[Data items]
%%

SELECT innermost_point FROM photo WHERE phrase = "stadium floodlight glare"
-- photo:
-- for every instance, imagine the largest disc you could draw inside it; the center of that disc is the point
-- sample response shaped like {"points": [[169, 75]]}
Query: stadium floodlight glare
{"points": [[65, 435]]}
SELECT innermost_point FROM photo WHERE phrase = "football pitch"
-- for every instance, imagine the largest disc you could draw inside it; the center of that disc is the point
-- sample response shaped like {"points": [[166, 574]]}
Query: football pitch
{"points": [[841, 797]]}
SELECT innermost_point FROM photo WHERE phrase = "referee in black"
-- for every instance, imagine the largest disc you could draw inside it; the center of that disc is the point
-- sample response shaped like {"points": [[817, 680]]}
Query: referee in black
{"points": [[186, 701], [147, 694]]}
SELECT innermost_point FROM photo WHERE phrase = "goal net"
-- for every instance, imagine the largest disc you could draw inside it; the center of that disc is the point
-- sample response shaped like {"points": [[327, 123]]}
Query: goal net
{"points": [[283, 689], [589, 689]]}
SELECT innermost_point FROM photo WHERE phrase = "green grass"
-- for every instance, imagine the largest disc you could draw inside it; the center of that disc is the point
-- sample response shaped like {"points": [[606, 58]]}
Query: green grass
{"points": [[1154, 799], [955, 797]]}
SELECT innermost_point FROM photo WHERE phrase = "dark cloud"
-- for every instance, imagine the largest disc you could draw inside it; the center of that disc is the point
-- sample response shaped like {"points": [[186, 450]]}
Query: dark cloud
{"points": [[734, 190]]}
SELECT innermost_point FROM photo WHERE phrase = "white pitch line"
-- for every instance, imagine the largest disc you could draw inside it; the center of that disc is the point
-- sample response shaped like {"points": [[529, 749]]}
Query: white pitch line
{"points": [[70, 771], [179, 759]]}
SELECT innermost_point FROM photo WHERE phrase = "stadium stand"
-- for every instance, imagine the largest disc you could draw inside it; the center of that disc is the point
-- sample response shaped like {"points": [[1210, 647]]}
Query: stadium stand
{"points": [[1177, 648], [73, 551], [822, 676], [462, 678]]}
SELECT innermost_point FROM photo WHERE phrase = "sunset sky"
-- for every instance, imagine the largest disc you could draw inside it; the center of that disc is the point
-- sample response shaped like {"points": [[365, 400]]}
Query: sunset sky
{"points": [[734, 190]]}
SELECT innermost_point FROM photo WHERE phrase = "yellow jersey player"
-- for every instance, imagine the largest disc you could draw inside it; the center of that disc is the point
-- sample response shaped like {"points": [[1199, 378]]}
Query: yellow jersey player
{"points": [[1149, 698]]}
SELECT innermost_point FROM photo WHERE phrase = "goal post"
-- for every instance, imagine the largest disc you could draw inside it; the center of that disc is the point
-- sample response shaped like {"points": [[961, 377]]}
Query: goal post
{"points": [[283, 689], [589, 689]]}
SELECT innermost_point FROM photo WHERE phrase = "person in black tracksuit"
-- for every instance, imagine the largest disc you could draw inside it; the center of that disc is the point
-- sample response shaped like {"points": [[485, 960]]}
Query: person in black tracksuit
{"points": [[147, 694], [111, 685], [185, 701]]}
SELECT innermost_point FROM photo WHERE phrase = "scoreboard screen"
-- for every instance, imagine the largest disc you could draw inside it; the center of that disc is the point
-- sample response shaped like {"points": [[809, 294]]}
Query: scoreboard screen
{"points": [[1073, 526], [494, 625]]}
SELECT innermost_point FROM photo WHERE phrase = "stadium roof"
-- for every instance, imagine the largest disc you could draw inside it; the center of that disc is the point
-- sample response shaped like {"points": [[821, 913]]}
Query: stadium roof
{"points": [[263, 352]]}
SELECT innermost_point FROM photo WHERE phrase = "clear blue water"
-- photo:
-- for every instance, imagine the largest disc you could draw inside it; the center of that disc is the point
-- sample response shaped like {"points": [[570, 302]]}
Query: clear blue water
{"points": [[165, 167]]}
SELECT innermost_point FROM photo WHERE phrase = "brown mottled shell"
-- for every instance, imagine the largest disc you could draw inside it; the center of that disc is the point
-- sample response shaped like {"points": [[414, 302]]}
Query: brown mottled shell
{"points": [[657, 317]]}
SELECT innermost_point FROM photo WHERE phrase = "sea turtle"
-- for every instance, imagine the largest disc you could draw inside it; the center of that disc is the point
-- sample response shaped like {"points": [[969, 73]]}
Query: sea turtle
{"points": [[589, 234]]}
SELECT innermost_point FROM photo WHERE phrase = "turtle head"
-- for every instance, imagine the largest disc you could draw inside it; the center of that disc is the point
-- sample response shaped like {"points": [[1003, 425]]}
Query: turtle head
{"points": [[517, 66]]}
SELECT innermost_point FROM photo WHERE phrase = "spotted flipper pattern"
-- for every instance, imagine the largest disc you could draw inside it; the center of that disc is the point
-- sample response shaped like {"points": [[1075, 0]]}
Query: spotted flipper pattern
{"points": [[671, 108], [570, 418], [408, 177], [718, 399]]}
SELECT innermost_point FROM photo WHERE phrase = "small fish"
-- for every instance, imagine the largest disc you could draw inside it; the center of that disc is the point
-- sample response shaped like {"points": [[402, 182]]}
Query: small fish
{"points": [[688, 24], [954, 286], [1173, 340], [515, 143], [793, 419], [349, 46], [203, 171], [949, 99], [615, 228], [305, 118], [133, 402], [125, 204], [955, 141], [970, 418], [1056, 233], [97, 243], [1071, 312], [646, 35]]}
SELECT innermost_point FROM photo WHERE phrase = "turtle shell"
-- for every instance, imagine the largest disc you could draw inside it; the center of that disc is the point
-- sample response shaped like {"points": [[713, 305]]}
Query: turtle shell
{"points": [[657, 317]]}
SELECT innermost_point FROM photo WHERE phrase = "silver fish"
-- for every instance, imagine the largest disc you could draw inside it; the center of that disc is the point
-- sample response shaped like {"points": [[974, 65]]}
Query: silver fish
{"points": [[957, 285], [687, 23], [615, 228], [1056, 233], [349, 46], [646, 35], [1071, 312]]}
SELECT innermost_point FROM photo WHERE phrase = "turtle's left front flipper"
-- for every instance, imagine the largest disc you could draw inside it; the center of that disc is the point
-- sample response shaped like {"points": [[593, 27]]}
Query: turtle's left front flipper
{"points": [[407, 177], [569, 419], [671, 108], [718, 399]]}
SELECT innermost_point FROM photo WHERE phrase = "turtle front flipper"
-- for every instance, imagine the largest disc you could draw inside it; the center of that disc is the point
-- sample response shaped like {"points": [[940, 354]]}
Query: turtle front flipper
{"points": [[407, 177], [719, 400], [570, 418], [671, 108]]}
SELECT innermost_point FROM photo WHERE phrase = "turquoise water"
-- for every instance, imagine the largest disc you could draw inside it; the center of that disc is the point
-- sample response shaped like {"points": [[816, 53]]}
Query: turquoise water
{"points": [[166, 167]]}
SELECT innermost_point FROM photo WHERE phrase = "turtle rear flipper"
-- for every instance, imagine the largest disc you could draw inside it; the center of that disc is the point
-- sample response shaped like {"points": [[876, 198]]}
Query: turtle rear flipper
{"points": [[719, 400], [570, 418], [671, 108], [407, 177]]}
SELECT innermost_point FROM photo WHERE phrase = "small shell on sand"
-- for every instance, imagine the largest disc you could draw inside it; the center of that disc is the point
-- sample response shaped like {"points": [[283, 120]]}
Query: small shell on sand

%%

EXERCISE OBJECTIVE: Without leaving anything out, quote all the data.

SOLUTION TO THIS PROBLEM:
SELECT innermost_point FROM photo WHERE phrase = "stadium floodlight glare"
-- photo:
-- for every instance, imagine the largest disc you could draw inside it; the center of that disc is the point
-- sample response shaped like {"points": [[169, 75]]}
Query: stadium floodlight glare
{"points": [[65, 435]]}
SELECT innermost_point FROM photo WHERE phrase = "football pitch"
-- for every instance, imagine the largest disc you could draw inside it; the center of that disc is the point
-- sample response shaped like {"points": [[166, 574]]}
Query: football pitch
{"points": [[841, 797]]}
SELECT innermost_point FROM photo WHERE phrase = "referee in black"
-- for every instance, imagine the largest disc you could draw inside it; the center of that disc is the point
-- sample response shaped like {"points": [[817, 680]]}
Query: referee in black
{"points": [[186, 701], [147, 694]]}
SELECT innermost_point FROM photo WHERE phrase = "goal net"
-- for every instance, imagine the largest disc you could draw inside it; the center of that disc is the point
-- sample response shaped like {"points": [[327, 123]]}
Query: goal net
{"points": [[283, 689], [589, 689]]}
SELECT innermost_point FROM photo WHERE phrase = "green grass"
-- for every instance, imagine the largest disc you could draw inside it; the center of that disc is the point
-- sample response shaped like {"points": [[606, 58]]}
Query: green grass
{"points": [[1154, 799], [955, 797]]}
SELECT innermost_point FROM photo WHERE phrase = "dark cloud"
-- for every instance, imagine the largest disc you could draw inside it; the center of that disc is the point
-- sample response shaped like {"points": [[186, 450]]}
Query: dark cloud
{"points": [[734, 190]]}
SELECT innermost_point FROM photo WHERE phrase = "white pitch line"
-- for every instance, imagine the largest disc you could draw inside it; the center of that disc is the point
-- sample response shaped like {"points": [[529, 749]]}
Query: white pitch line
{"points": [[70, 771], [179, 759]]}
SELECT innermost_point FROM photo WHERE phrase = "stadium stand"
-- for every instance, imagine the largest disc you could draw inside it; the center of that disc is the point
-- sample response shaped like {"points": [[1210, 647]]}
Query: stadium stand
{"points": [[1177, 648], [73, 551], [822, 676], [462, 678]]}
SELECT innermost_point FROM photo WHERE phrase = "sunset sky"
-- for every instance, imagine the largest disc you could draw inside it; the center of that disc is the point
-- sample response shaped like {"points": [[365, 400]]}
Query: sunset sky
{"points": [[734, 190]]}
SELECT innermost_point FROM photo WHERE phrase = "yellow jersey player"
-- for every instance, imagine the largest disc you could draw inside it; the center of that disc is the point
-- sample response shaped like {"points": [[1199, 378]]}
Query: yellow jersey player
{"points": [[1149, 698]]}
SELECT innermost_point FROM photo WHERE phrase = "goal post"
-- for every instance, imagine the largest disc you could draw inside it; the center of that disc is the point
-- sample response shaped like {"points": [[961, 377]]}
Query: goal post
{"points": [[283, 689], [589, 689]]}
SELECT innermost_point FROM photo WHERE phrase = "person in black tracksuit"
-- for every instance, imagine the largest disc you could draw inside it; the center of that disc is the point
-- sample response shaped like {"points": [[485, 960]]}
Query: person in black tracksuit
{"points": [[147, 694], [111, 685], [185, 701]]}
SELECT innermost_point FROM photo WHERE phrase = "scoreboard screen"
-- for every instance, imagine the largest disc you could draw inside it; the center of that disc is the point
-- sample response shaped like {"points": [[809, 294]]}
Query: scoreboard screen
{"points": [[1073, 526], [494, 625]]}
SELECT innermost_point FROM photo WHERE phrase = "stadium roof"
-- for every instance, imagine the largest disc you could draw inside it; the center of that disc is the point
-- sample response shaped like {"points": [[821, 913]]}
Query: stadium roof
{"points": [[263, 352]]}
SELECT innermost_point FROM photo WHERE phrase = "clear blue water"
-- photo:
-- for every instance, imagine the largest disc you could draw inside it; the center of that disc is the point
-- sample response shaped like {"points": [[570, 302]]}
Query: clear blue water
{"points": [[165, 167]]}
SELECT innermost_point FROM photo WHERE phrase = "brown mottled shell"
-- for every instance, imagine the largest disc you could draw inside it; the center of that disc is the point
-- sample response shaped like {"points": [[414, 302]]}
Query: brown mottled shell
{"points": [[657, 317]]}
SELECT innermost_point FROM photo WHERE phrase = "sea turtle"
-- for every instance, imagine the largest disc you could draw inside it; the center of that disc is the point
-- sample response shaped like {"points": [[969, 73]]}
Query: sea turtle
{"points": [[589, 234]]}
SELECT innermost_point FROM photo WHERE phrase = "turtle head"
-- for every instance, imagine the largest disc you could draw inside it; the center of that disc is the point
-- sample response shaped like {"points": [[1003, 425]]}
Query: turtle head
{"points": [[517, 66]]}
SELECT innermost_point FROM photo WHERE phrase = "spotted flipper pattern"
-- for every instance, imagine the largest disc you could draw inside it; the center of that disc is the point
-- sample response shaped like {"points": [[1075, 0]]}
Query: spotted flipper pattern
{"points": [[671, 108], [570, 418], [408, 177], [718, 399]]}
SELECT innermost_point FROM photo WHERE phrase = "small fish"
-- for every instance, imagine the largest disc you could draw inside it; the center of that disc is the point
-- sample response shaped like {"points": [[402, 182]]}
Query: small fish
{"points": [[688, 24], [954, 286], [1173, 340], [515, 143], [793, 419], [349, 46], [203, 171], [949, 99], [615, 228], [305, 118], [133, 402], [125, 204], [955, 141], [970, 418], [1056, 233], [97, 243], [1071, 312], [646, 35]]}
SELECT innermost_point FROM photo WHERE phrase = "turtle shell"
-- for every instance, imagine the largest disc you could draw inside it; the center of that disc is the point
-- sample response shaped like {"points": [[713, 305]]}
Query: turtle shell
{"points": [[657, 317]]}
SELECT innermost_point FROM photo WHERE phrase = "silver fish"
-- for every instance, imagine the largest disc you could draw inside it; the center of that disc is the point
-- sample response shaped like {"points": [[974, 65]]}
Query: silver fish
{"points": [[957, 285], [687, 23], [615, 228], [1056, 233], [349, 46], [646, 35], [1071, 312]]}
SELECT innermost_point FROM photo WHERE phrase = "turtle's left front flipper"
-- for every instance, imagine the largest disc you could draw inside it; the center of that disc is the point
-- sample response shaped like {"points": [[593, 27]]}
Query: turtle's left front flipper
{"points": [[407, 177], [569, 419], [671, 108], [718, 399]]}
SELECT innermost_point FROM photo WHERE phrase = "turtle front flipper"
-- for every instance, imagine the largest disc you could draw inside it; the center of that disc is the point
-- sample response shaped like {"points": [[940, 354]]}
Query: turtle front flipper
{"points": [[407, 177], [719, 400], [570, 418], [671, 108]]}
SELECT innermost_point FROM photo WHERE phrase = "turquoise water"
-- for every instance, imagine the largest disc you could draw inside it; the center of that disc is the point
-- sample response shaped like {"points": [[816, 53]]}
Query: turquoise water
{"points": [[166, 167]]}
SELECT innermost_point FROM photo WHERE phrase = "turtle rear flipper"
-- for every instance, imagine the largest disc you could draw inside it; the center of that disc is the point
-- sample response shaped like {"points": [[876, 198]]}
Query: turtle rear flipper
{"points": [[719, 400], [570, 418], [671, 108], [407, 177]]}
SELECT innermost_point FROM photo WHERE phrase = "small shell on sand"
-- for every instance, imagine the largest disc you could draw inside it; the center of that disc is the point
-- sample response shaped like {"points": [[283, 120]]}
Query: small shell on sand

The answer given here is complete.